• _EXERCISE GOAL_: The entries below are to be reproduced in full, exactly as written.
--- MATERIALS PROVIDED ---
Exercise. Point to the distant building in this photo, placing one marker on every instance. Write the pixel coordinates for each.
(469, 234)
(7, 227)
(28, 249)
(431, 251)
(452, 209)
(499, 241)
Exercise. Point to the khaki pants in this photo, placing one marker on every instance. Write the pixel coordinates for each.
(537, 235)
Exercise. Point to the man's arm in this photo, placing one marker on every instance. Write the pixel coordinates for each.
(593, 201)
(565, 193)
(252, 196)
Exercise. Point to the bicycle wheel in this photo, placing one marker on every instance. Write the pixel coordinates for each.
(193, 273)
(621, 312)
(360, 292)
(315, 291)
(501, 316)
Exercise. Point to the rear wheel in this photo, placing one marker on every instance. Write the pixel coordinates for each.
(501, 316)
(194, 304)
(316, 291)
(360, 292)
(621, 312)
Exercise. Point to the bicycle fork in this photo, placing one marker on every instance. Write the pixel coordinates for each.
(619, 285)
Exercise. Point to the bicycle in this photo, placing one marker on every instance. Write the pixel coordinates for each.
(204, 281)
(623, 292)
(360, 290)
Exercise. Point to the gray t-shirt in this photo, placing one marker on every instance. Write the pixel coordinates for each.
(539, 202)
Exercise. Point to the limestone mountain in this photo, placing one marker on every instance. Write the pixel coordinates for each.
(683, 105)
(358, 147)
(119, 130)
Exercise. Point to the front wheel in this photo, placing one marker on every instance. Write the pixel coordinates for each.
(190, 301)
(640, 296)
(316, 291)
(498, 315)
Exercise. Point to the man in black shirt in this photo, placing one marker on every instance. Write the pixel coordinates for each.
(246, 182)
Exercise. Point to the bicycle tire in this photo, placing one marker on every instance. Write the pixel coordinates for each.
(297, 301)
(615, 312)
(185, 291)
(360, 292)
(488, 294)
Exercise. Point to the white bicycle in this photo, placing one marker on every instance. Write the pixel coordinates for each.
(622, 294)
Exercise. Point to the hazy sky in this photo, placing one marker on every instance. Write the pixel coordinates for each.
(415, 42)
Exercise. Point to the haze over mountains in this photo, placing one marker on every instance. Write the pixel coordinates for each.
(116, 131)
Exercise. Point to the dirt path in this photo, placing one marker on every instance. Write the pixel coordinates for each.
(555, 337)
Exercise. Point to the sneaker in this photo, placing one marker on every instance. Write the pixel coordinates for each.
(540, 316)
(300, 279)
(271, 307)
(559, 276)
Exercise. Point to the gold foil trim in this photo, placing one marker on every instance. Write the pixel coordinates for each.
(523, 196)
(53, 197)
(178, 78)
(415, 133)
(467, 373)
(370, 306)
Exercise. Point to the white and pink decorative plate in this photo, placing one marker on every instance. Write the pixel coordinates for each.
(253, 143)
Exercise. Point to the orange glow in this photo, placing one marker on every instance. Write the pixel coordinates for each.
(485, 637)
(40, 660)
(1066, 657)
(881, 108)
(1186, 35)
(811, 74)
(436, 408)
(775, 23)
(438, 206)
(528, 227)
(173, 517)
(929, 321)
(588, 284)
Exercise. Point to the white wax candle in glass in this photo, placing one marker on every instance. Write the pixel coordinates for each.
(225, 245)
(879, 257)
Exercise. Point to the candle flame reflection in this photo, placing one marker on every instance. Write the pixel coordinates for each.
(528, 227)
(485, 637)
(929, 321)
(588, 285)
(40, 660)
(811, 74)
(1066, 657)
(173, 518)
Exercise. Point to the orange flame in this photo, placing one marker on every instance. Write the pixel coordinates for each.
---
• _EXERCISE OUTPUT_:
Exercise. Point to the distant building in this photo, placing one marker on every instance. Write the pixel coordinates for each.
(469, 234)
(7, 227)
(28, 249)
(431, 251)
(452, 209)
(499, 241)
Exercise. Point to the khaki pants in this photo, placing one marker on every instance. Write the pixel coordinates for each.
(537, 235)
Exercise. Point to the man's arm in this photo, placing one marker on every instance. Write the pixel coordinates for each.
(593, 201)
(565, 193)
(252, 196)
Exercise. Point to the bicycle wheel in this photo, placing one marker on every instance. Write the pixel coordinates for each.
(193, 273)
(621, 312)
(360, 292)
(315, 291)
(501, 316)
Exercise. Point to the rear wheel in this photo, placing one marker on every instance. Write the pixel coordinates for each.
(501, 316)
(194, 304)
(316, 291)
(360, 292)
(621, 312)
Exercise. Point to the bicycle fork in this photo, placing one marker on every instance. Write the pixel coordinates for each.
(619, 285)
Exercise. Point to the bicycle in this photo, placing one marker on every instance. Write the pixel coordinates for each.
(204, 281)
(623, 292)
(360, 290)
Exercise. Point to the gray t-shirt in this photo, placing one marker on every instance. Write the pixel coordinates for each.
(539, 202)
Exercise. Point to the limestone mountain in this photo, placing one marker on every instance. Write the pixel coordinates for each.
(683, 105)
(358, 147)
(119, 130)
Exercise. Point to the front wheel in this photo, placing one marker on every instance. Write the pixel coordinates for each.
(190, 301)
(640, 296)
(316, 291)
(498, 315)
Exercise. Point to the man in black shirt in this photo, placing one marker on every instance. Write the pixel coordinates for each.
(246, 182)
Exercise. Point to the bicycle tire in this photo, placing one marker on every instance. Write the pixel coordinates for each.
(297, 301)
(615, 312)
(185, 291)
(360, 292)
(488, 294)
Exercise. Point to the white bicycle in this photo, placing one marker on every instance. Write the pixel coordinates for each.
(622, 294)
Exercise. Point to the hazy sky in this photo, placing one marker on every instance. Write the pixel coordinates for each.
(415, 42)
Exercise. Point to the haze over mountains in this photo, placing one marker on every instance. Write the pixel coordinates for each.
(116, 131)
Exercise. Point to the dirt path in this photo, placing one marker on every instance. Write the pixel coordinates for each.
(555, 337)
Exercise. Point to the sneaker in this photo, placing one marker on every instance. Write the pixel coordinates for each.
(540, 316)
(300, 279)
(271, 307)
(559, 276)
Exercise. Point to the gold foil trim in this photo, placing one marker on every instance. Write the pixel coordinates for each.
(523, 196)
(53, 197)
(178, 78)
(415, 133)
(467, 373)
(370, 306)
Exercise. Point to the white and pink decorative plate in this photo, placing one marker on every instance. Write the pixel coordinates for each.
(253, 143)
Exercise. Point to the orange glow in this photo, placing one marker on every instance. Write the pixel coordinates for each.
(485, 637)
(40, 660)
(1066, 657)
(881, 108)
(1186, 35)
(811, 74)
(436, 408)
(775, 23)
(438, 206)
(528, 227)
(173, 517)
(929, 321)
(588, 284)
Exercise. Point to the white wax candle in glass in this photo, placing one marker on every instance. Write the pixel coordinates for each.
(225, 245)
(879, 257)
Exercise. Point to the candle flame reflection in this photo, placing one marker on every instance. Write the pixel coordinates for each.
(528, 227)
(485, 637)
(929, 321)
(588, 285)
(40, 660)
(811, 74)
(1066, 657)
(173, 518)
Exercise. Point to the orange flame in this photo, placing one marker on every instance. Write the pixel coordinates for each.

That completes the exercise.